Much of CRE Is Moving Toward Greater Stability Says Moody’s

From superstars and losers to mere mortals, a look at the CRE landscape.

A Moody’s report has evaluated the steadiness of multifamily performance, continued but not increased stress in office, a fall in retail vacancy, and a cooling of industrial sector.

After the highs and lows of the last few years, this sounds like a big reversion to perhaps what is a new mean. Overall, the September rate cut by the Federal Reserve brought “expectations of continued relief” that Moody’s expects to continue forward — although Fed Chair Jerome Powell has continued to stress decision-making based on data and no hurry to quickly slash rates. The prospect of an economic soft landing has continued to rise this year. However, a new normal will take time and a greater amount of recent economic and financial history to ascertain.

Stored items

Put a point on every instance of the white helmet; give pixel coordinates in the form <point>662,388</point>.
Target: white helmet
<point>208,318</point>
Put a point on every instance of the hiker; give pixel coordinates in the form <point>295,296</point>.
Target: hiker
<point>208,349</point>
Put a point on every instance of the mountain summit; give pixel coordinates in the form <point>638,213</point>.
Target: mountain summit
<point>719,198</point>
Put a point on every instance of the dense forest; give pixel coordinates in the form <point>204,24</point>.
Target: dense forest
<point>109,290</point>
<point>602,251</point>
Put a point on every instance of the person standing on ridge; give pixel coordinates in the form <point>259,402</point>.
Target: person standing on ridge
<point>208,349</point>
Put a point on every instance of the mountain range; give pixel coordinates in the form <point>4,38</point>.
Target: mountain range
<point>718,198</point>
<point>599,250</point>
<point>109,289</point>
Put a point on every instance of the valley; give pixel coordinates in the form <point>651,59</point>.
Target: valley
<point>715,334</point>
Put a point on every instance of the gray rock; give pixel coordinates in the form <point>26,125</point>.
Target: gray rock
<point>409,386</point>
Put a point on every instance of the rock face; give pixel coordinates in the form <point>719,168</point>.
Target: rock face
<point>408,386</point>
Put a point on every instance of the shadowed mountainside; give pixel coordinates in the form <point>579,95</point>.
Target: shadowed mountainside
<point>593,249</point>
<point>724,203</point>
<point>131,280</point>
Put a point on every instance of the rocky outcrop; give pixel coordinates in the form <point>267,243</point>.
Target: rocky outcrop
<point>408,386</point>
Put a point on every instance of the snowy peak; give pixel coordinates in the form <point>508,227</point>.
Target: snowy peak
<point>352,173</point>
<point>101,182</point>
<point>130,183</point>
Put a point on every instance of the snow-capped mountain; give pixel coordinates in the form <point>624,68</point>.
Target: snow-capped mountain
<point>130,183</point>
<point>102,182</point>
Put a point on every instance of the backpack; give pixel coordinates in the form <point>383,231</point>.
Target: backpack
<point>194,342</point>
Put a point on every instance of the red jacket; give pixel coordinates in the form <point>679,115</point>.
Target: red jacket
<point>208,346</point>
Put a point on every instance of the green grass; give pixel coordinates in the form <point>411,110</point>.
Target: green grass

[Directions for this task]
Answer these questions about the text on commercial real estate above.
1. What does the Moody's report say happened to retail vacancy?
2. In which month did the Federal Reserve cut rates?
3. Who has continued to stress decision-making based on data?

[Response to this exercise]
1. It fell.
2. September.
3. Fed Chair Jerome Powell.